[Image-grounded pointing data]
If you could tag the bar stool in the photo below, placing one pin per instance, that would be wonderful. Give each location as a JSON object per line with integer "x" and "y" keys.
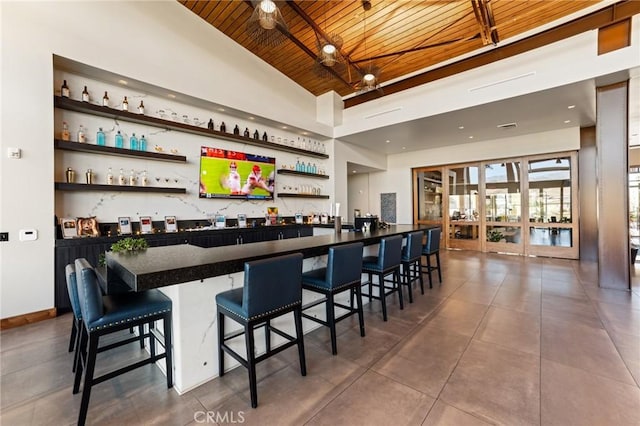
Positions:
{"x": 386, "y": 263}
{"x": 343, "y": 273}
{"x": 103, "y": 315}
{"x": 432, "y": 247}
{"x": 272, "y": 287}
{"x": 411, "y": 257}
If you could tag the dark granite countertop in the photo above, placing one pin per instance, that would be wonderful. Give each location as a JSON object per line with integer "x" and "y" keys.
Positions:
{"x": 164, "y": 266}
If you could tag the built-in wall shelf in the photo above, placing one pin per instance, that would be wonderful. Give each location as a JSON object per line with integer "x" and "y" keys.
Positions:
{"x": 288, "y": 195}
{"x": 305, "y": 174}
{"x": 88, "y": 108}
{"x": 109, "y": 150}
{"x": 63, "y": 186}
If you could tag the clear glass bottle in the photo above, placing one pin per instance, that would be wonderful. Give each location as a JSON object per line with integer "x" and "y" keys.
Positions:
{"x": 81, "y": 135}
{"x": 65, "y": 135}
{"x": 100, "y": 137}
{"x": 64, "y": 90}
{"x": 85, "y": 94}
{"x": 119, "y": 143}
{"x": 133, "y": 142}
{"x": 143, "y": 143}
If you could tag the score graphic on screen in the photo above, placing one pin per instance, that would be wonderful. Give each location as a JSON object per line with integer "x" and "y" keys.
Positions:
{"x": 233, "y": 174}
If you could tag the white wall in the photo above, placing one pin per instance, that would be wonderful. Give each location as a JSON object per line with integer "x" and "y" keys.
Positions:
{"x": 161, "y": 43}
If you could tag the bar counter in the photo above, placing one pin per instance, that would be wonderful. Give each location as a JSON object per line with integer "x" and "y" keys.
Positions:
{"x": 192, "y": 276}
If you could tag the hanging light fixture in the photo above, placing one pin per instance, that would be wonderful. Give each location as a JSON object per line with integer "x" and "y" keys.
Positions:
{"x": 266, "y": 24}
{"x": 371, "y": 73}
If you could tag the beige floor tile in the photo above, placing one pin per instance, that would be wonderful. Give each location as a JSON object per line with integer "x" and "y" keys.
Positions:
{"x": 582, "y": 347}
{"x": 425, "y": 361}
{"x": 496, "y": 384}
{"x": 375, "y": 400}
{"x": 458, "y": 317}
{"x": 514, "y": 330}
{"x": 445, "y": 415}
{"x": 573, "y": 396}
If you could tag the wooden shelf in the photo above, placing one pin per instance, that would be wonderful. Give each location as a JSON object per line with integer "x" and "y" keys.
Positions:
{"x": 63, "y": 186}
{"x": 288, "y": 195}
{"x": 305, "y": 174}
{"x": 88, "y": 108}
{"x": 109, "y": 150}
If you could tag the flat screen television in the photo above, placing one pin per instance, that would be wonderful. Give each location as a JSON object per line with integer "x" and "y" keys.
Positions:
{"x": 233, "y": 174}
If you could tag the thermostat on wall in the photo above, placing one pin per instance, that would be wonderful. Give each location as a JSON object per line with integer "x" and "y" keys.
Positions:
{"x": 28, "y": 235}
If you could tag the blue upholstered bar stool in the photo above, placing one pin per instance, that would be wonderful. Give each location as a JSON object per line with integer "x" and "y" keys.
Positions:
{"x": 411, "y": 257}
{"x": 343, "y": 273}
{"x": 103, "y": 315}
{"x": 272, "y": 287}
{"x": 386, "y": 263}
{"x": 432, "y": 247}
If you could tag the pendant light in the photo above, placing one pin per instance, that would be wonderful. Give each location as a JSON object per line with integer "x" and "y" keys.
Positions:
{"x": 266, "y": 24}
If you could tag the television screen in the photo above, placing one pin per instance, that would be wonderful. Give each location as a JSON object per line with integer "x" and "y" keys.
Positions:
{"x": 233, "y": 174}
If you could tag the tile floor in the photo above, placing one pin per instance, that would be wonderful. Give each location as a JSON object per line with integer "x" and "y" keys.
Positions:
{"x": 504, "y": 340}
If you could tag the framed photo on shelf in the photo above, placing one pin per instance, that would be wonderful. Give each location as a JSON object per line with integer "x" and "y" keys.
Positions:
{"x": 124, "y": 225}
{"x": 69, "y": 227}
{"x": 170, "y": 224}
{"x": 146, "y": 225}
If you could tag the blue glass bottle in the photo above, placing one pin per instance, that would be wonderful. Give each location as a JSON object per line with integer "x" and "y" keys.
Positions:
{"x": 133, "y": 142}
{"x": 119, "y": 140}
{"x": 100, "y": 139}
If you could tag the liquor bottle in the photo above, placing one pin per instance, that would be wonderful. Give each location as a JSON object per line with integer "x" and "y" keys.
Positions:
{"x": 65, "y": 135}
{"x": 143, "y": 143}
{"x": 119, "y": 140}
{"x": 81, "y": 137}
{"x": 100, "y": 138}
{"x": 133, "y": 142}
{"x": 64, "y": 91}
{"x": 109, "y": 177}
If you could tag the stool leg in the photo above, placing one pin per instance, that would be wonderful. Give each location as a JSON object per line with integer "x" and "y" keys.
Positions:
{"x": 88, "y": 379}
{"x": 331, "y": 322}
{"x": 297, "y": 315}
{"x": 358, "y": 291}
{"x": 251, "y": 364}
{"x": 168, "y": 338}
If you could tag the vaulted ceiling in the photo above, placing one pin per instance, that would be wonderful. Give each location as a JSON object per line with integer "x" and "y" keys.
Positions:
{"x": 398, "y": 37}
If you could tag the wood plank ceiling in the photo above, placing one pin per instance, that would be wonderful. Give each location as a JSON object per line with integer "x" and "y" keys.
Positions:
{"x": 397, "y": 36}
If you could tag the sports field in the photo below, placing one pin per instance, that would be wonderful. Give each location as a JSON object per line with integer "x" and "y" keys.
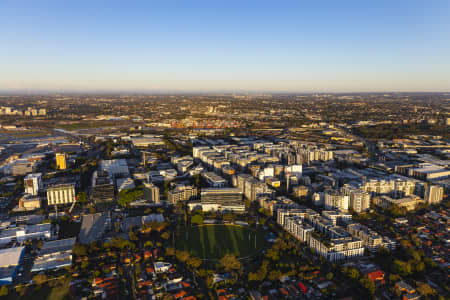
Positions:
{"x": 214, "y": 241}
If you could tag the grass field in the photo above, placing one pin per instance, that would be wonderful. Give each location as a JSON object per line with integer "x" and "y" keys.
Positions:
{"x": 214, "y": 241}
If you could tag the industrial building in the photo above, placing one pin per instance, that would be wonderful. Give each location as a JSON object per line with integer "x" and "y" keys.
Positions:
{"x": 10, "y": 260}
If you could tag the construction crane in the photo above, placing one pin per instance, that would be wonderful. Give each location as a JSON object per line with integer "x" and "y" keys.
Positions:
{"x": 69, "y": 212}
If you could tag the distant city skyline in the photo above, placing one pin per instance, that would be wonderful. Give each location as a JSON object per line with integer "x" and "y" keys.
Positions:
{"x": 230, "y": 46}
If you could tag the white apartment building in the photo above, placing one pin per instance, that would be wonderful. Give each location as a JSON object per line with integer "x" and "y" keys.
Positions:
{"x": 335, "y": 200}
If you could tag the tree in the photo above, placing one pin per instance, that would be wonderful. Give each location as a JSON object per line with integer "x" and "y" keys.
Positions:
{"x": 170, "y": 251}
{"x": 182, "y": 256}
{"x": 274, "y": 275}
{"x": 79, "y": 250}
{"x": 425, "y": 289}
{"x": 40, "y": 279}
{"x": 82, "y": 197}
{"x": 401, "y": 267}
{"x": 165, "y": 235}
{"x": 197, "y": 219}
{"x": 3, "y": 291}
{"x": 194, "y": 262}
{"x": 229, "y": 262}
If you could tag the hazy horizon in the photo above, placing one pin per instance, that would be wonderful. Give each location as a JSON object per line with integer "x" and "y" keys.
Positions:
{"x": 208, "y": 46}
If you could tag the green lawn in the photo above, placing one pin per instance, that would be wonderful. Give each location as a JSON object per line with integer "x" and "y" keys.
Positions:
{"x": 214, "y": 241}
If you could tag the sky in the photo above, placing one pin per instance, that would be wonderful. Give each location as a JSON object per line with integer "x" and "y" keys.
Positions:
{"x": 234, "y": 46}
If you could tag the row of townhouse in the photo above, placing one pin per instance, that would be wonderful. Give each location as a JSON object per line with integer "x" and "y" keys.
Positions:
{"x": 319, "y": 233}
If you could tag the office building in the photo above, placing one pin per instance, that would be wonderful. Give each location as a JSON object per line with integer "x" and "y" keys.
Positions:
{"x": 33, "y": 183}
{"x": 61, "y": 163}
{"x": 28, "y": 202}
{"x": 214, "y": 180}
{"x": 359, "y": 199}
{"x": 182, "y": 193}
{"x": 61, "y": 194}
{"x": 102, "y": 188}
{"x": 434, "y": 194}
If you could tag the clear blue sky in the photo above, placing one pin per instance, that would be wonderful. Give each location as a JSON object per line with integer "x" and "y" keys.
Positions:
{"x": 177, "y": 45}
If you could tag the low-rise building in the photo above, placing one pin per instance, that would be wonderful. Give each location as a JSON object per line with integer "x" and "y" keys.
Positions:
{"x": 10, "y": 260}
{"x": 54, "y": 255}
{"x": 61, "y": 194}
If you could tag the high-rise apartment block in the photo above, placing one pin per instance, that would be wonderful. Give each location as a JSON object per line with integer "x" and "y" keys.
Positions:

...

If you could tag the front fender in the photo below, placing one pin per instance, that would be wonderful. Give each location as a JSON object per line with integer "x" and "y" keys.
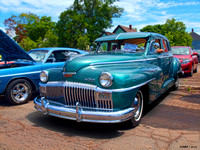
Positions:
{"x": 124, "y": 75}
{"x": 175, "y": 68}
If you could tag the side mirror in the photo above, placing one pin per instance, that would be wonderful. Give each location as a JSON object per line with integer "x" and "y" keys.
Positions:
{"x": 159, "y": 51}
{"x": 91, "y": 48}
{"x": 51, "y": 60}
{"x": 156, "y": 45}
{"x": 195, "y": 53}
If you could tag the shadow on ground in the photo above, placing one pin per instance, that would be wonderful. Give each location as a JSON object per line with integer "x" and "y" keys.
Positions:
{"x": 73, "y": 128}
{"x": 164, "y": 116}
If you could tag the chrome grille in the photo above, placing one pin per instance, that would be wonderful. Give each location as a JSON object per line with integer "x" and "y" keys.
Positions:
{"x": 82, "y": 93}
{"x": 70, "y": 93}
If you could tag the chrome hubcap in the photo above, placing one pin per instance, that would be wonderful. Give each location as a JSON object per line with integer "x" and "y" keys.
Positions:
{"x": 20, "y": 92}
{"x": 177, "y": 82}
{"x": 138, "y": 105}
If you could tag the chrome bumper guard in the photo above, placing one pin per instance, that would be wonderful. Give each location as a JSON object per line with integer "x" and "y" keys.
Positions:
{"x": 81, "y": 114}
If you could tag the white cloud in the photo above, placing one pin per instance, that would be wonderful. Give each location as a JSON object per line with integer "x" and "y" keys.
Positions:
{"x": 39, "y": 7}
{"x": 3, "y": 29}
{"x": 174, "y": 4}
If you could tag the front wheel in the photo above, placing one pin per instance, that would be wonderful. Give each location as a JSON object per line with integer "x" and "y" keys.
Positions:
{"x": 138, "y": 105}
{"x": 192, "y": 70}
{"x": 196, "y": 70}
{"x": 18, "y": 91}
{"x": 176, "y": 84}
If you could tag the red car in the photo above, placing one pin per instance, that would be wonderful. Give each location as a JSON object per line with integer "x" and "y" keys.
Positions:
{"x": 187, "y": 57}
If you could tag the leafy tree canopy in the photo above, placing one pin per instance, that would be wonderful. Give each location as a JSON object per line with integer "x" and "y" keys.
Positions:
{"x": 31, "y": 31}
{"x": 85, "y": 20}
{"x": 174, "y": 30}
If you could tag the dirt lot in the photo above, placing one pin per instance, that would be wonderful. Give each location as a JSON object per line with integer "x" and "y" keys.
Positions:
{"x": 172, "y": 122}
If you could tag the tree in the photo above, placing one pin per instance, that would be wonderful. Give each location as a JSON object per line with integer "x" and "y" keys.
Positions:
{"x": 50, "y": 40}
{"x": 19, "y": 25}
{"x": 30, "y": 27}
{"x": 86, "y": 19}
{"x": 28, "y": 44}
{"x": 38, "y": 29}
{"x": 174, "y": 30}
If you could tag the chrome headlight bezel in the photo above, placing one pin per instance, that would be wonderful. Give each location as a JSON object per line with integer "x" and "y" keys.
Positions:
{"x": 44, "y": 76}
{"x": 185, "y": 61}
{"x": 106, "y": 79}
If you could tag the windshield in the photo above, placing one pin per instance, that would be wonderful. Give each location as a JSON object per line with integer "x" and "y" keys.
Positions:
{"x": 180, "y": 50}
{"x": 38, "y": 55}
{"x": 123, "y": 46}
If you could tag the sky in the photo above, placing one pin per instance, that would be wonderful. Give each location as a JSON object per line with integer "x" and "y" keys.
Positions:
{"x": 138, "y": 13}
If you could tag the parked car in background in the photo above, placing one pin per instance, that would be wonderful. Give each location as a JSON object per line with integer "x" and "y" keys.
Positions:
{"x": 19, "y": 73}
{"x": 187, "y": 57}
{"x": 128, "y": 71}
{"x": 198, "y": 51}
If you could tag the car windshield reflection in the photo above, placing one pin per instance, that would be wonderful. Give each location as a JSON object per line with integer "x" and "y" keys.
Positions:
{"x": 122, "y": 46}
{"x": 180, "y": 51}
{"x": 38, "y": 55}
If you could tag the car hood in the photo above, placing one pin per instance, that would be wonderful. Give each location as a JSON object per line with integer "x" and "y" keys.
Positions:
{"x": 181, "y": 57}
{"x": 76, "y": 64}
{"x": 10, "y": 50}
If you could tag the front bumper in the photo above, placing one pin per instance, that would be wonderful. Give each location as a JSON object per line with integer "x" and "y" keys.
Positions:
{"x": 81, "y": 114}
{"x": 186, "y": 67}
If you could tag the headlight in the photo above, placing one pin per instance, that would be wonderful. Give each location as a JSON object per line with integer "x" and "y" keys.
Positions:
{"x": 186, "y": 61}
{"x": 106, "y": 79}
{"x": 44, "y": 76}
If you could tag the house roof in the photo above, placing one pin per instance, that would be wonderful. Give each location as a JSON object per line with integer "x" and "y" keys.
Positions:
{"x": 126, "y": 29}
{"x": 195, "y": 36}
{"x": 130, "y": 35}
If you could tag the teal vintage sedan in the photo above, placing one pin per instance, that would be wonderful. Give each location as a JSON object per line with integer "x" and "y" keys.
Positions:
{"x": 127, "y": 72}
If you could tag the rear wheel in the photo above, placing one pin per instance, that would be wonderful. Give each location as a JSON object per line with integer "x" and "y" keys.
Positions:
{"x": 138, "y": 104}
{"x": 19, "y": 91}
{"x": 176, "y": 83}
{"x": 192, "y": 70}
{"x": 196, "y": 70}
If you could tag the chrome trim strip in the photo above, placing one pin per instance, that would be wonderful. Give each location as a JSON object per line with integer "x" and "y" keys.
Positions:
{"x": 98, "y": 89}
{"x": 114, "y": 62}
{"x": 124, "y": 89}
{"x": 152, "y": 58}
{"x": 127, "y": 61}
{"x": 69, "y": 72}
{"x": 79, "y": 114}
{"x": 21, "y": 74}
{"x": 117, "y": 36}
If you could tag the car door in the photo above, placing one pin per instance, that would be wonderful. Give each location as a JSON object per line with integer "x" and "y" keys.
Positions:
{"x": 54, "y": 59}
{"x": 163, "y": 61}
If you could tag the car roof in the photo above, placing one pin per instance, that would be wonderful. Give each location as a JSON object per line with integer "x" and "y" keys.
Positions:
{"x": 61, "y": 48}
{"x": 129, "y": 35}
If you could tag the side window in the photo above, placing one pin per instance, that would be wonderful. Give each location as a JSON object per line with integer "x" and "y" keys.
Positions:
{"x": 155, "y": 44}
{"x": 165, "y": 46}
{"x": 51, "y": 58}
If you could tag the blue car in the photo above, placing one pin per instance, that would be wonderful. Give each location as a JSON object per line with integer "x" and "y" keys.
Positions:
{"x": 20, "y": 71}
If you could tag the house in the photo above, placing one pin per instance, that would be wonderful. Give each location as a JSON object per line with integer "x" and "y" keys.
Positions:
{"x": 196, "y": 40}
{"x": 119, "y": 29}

## TASK DETAILS:
Find each line above that contains "field", and copy those lines.

## TASK ANSWER:
If you could tag the sports field in the photo below, placing one pin per instance, that would be wonderful. Give each location as a JSON object per line with integer "x" and "y" keys.
If you could tag the grass field in the photo above, placing one pin per instance, that would be wonderful. Give each location as a JSON object per line with integer "x" and "y" keys.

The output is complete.